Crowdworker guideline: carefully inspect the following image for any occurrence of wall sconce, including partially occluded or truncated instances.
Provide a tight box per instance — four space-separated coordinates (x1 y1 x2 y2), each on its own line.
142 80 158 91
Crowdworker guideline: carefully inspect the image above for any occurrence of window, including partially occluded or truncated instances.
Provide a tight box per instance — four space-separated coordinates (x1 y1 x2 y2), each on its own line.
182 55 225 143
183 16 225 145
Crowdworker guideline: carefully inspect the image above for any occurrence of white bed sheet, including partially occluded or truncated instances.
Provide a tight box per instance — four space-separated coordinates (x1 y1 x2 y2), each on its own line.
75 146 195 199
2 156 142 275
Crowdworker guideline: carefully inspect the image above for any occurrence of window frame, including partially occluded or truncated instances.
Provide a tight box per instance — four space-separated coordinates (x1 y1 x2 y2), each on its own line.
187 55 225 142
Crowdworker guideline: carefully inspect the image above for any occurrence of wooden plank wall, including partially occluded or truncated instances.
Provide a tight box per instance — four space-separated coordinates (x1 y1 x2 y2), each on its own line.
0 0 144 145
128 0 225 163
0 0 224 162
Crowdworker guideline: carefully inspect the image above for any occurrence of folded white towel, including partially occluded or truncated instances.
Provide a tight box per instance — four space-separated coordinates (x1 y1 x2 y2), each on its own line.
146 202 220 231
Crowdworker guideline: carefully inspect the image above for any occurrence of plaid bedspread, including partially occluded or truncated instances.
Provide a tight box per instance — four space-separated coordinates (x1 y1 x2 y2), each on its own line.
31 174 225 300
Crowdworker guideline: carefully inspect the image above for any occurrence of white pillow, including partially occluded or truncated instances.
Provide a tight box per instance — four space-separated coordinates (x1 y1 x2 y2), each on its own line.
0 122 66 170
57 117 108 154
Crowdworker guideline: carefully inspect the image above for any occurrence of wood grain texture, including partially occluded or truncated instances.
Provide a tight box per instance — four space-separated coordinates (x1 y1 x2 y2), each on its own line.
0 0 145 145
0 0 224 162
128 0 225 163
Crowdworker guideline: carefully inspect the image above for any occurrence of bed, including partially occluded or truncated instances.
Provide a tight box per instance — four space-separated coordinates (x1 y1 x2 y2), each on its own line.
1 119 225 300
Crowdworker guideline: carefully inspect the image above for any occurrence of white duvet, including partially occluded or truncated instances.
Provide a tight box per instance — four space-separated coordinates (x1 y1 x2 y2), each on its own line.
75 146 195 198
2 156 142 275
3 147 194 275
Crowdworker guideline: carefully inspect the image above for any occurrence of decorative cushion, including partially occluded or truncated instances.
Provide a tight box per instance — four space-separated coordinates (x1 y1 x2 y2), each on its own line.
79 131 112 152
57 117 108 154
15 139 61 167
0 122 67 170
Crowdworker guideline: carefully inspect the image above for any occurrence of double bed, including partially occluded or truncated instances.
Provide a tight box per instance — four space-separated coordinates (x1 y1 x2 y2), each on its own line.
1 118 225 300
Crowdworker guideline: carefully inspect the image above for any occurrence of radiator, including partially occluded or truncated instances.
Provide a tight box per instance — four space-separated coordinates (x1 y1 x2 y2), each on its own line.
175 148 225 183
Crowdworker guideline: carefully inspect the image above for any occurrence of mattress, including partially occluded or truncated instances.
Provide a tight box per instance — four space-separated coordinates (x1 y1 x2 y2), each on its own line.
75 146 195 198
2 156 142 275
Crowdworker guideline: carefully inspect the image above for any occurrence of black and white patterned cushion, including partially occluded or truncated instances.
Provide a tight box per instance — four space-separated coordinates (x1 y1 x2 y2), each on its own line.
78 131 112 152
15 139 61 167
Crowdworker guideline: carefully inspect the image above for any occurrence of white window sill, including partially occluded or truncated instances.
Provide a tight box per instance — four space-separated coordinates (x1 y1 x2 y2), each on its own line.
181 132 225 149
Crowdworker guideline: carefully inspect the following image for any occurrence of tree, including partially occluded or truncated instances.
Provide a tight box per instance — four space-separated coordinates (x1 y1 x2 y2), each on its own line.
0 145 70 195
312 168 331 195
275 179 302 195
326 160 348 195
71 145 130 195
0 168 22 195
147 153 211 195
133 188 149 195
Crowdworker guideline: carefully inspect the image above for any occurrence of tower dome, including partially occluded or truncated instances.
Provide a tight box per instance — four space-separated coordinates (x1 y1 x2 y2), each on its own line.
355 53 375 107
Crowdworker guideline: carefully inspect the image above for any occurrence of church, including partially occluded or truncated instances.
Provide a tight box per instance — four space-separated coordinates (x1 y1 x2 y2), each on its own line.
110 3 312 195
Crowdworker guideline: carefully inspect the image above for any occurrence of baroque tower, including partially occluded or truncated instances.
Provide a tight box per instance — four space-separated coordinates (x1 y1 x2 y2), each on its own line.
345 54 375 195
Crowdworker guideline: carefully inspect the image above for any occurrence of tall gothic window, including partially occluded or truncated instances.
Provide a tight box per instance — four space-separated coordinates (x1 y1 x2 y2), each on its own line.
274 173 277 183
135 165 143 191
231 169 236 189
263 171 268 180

» **Work required**
Return the lines above precisely as they appear, beginning at the first line and ending at the line with "bedspread, including partially occluded or truncated instances.", and nothing after it.

» **Finished exercise**
Crowdworker guideline: carefully inspect the following image for any occurrence of wall sconce, including partially occluded or truncated instances.
Provide a tight box per instance — four space-separated coordinates (x1 y1 x2 y2), each on its own line.
142 80 158 91
Crowdworker guideline: carefully inspect the image above for any occurrence of window, including partially occluded or truncated instances.
Provide a tight box per instance — four space-separated coordinates (x1 y1 x2 y2), each on its own line.
182 55 225 143
183 16 225 145
Crowdworker guideline: carefully inspect the image above for any occurrence of white bed sheet, including partially occluded or truncated instances.
Provide a tight box per instance — four space-separated coordinates (x1 y1 x2 y2), each on its own line.
75 146 195 199
2 156 142 275
Crowdworker guideline: carefully inspect the image above for any occurrence of window frame, including partially occluded or truncated instances.
Provide a tight box per instance — four space-separated coordinates (x1 y1 x2 y2), each on its own line.
187 55 225 142
Crowdworker guideline: carefully inspect the image above for any occurrence of wooden plank wall, including partially occluded or truncated instances.
Provide a tight box per instance — four space-separated coordinates (x1 y1 x2 y2), each on its own line.
0 0 144 145
128 0 225 163
0 0 224 162
Crowdworker guideline: carefully inspect the image above for any occurrence of folded white towel, including partially occluded or truncated instances.
Provide a tight box per instance — four space-separated coordinates (x1 y1 x2 y2), each on its own line.
146 202 220 231
Crowdworker guideline: carefully inspect the image above for any occurrence of plaid bedspread, including partially occluded or truncated instances.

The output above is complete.